§ WHAT THE EXERCISE ASKS
Arrange each line of the records below as a row in a Markdown table with the columns "Row" and "Text," skipping blank lines and leaving the pictures out.

Excerpt from a dataset
# # # # #
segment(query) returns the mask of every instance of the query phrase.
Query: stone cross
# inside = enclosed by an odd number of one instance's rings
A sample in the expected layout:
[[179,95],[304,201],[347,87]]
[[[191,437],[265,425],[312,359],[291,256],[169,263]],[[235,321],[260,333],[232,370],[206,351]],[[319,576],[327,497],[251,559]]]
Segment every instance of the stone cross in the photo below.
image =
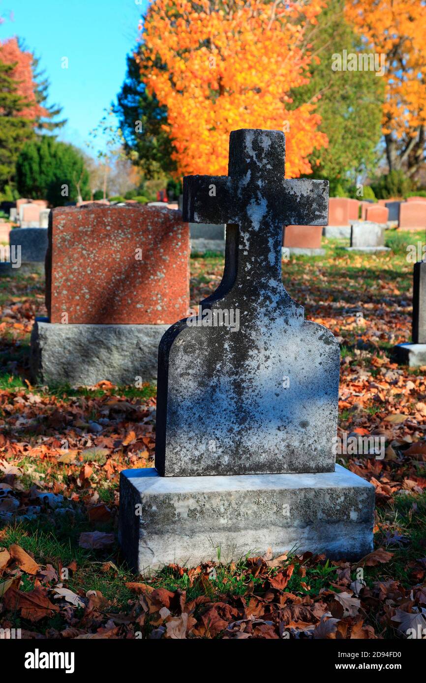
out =
[[282,225],[327,225],[328,182],[284,180],[284,154],[279,131],[235,130],[227,176],[184,178],[184,219],[226,224],[225,268],[160,343],[161,475],[334,469],[338,345],[281,272]]
[[414,264],[413,272],[413,344],[426,344],[426,263]]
# # # # #
§ OUTPUT FOR THIS TASK
| Row | Text |
|---|---|
| 1 | segment(query) returns the mask of every instance of the query phrase. |
| 2 | Query: stone cross |
| 3 | # inside = enclosed by an odd number of one instance's rings |
| 4 | A sample in the expected layout: |
| 5 | [[179,95],[304,201],[347,87]] |
| 6 | [[[191,437],[265,425],[312,359],[291,256],[169,263]],[[235,321],[260,333],[232,370],[206,351]],[[319,576],[327,497],[251,559]]] |
| 7 | Segment every instance of the stone cross in the photo below. |
| 8 | image = |
| 9 | out = |
| 10 | [[282,225],[327,225],[328,182],[284,180],[284,154],[279,131],[235,130],[227,176],[184,178],[184,219],[226,224],[225,268],[160,343],[161,475],[334,469],[338,345],[281,272]] |
| 11 | [[414,264],[413,272],[413,344],[426,344],[426,263]] |